YOUR TASK - Copy the Postgres post starting at "-> Index Scan using cms_log_log_action" and ending at "((state_id = 'd'::bpchar) AND (subplan))", swapping every "Index Cond" for "Index Condition".

From: | willmington(at)gmx(dot)net (R(dot) Willmington) |
---|---|
To: | pgsql-admin(at)postgresql(dot)org |
Subject: | Query planner fails to calculate index usage - Postgres 7.3.2 on RedHat 7.3 |
Date: | 2004-11-03 08:50:57 |
Message-ID: | e6568d.0411030050.494af7ab@posting.google.com |
Views: | Raw Message | Whole Thread | Download mbox | Resend email |
Thread: | |
Lists: | pgsql-admin |
Ladies and gentlemen,
I have a strange problem with index usage:
We have two identical database layouts in two different databases
in the same db server:
Postgres 7.3.2 Server
Database 1 Database 2
|- cms_contents |- cms_contents
|- cms_log |- cms_log
Nedless to say the tables have the same indices.
When running the following query, the planner
decides to use all suitable table indices in database 1, but for the
tables in database 2 it doesn't. This results in the query for
database 1 taking about 1 second, whereas for database 2 the query
takes about 4 minutes (!).
SELECT a.id, b.log_timestamp as timestamp
FROM cms_contents a, cms_log b
WHERE a.state_id = 'd'
AND a.parent_id NOT IN (
SELECT id FROM cms_contents
WHERE state_id = 'd'
AND language='de' and domain_id = 1
)
AND a.domain_id = 1
AND a.language = 'de'
AND a.id = b.content_id
AND b.log_action = 'deleteContent'
AND b.log_timestamp = (
SELECT max(log_timestamp)
FROM cms_log
WHERE content_id = a.id
AND b.domain_id = a.domain_id
AND b.language = a.language
)
ORDER BY timestamp
I have already analyzed, reindexed, vacuumed (FULL...) the tables and
both
databases with no results. Indices in database 2 exist and are not
broken, they are used for simple querys such as "select * from cms_log
where log_action ='XYZ'".
I have even restarted the postgres server to exclude any "opened -
curser" based problems.
Here is what i get when doing an expain for the big select query:
_______________________________________
Database 1 (it is obviously using the indices)
_______________________________________
Sort (cost=36615.14..36615.14 rows=1 width=36)
Sort Key: b.log_timestamp
-> Nested Loop (cost=0.00..36615.13 rows=1 width=36)
Join Filter: ("outer".log_timestamp = (subplan))
-> Index Scan using cms_log_log_action on cms_log b
(cost=0.00..451.79 rows=120 width=22)
Index Cond: (log_action = 'deleteContent'::character
varying)
-> Index Scan using pk__cms_contents on cms_contents a
(cost=0.00..213.55 rows=1 width=14)
Index Cond: ((a.id = "outer".content_id) AND
(a.domain_id = 1)
AND (a."language" = 'de'::bpchar))
Filter: ((state_id = 'd'::bpchar) AND (subplan))
SubPlan
-> Materialize (cost=207.58..207.58 rows=281
width=4)
-> Index Scan using cms_contents_state_id on
cms_contents (cost=0.00..207.58 rows=281
width=4)
Index Cond: (state_id = 'd'::bpchar)

INFORMATION PROVIDED -
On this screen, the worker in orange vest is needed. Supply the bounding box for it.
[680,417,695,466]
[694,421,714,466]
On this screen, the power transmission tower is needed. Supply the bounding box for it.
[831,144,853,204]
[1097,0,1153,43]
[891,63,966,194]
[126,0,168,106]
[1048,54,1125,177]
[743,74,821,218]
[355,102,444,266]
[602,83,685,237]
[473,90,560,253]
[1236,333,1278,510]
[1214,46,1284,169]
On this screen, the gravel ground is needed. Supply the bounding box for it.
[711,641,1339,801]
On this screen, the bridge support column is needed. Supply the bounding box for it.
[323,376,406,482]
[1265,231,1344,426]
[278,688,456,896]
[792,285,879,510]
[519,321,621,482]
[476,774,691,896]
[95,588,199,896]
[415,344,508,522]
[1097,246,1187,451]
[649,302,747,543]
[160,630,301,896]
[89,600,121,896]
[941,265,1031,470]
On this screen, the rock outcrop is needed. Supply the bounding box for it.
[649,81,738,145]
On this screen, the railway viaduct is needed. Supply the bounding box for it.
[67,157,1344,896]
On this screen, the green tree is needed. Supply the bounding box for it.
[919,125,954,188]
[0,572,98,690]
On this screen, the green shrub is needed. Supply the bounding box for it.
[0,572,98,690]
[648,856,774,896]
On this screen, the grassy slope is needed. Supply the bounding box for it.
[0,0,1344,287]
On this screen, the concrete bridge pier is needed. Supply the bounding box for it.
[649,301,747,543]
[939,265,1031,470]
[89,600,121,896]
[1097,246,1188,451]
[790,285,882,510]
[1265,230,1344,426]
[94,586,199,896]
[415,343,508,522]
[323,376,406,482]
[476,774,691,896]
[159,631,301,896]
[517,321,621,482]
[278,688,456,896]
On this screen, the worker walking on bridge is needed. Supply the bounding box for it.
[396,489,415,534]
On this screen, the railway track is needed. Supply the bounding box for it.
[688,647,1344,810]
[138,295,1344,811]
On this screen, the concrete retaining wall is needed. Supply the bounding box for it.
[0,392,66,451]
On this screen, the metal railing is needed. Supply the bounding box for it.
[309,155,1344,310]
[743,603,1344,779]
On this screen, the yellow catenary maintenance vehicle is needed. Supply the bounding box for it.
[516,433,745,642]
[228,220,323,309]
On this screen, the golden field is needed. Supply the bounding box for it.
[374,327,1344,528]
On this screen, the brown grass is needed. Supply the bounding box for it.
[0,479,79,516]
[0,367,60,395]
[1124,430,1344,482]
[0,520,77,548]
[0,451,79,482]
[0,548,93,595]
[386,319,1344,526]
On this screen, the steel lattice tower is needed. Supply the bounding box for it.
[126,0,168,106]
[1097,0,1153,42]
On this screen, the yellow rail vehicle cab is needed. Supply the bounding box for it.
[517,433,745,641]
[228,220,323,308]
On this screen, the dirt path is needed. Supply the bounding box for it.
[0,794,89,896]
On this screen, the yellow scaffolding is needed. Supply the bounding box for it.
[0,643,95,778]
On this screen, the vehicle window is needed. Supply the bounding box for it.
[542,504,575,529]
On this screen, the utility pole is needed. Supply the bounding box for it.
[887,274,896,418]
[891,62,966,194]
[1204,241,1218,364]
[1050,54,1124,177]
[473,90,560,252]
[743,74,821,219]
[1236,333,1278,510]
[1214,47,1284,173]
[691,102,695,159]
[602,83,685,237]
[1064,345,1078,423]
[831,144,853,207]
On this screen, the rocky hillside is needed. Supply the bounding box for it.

ANSWER IN FULL -
-> Index Scan using cms_log_log_action on cms_log b
(cost=0.00..451.79 rows=120 width=22)
Index Condition: (log_action = 'deleteContent'::character
varying)
-> Index Scan using pk__cms_contents on cms_contents a
(cost=0.00..213.55 rows=1 width=14)
Index Condition: ((a.id = "outer".content_id) AND
(a.domain_id = 1)
AND (a."language" = 'de'::bpchar))
Filter: ((state_id = 'd'::bpchar) AND (subplan))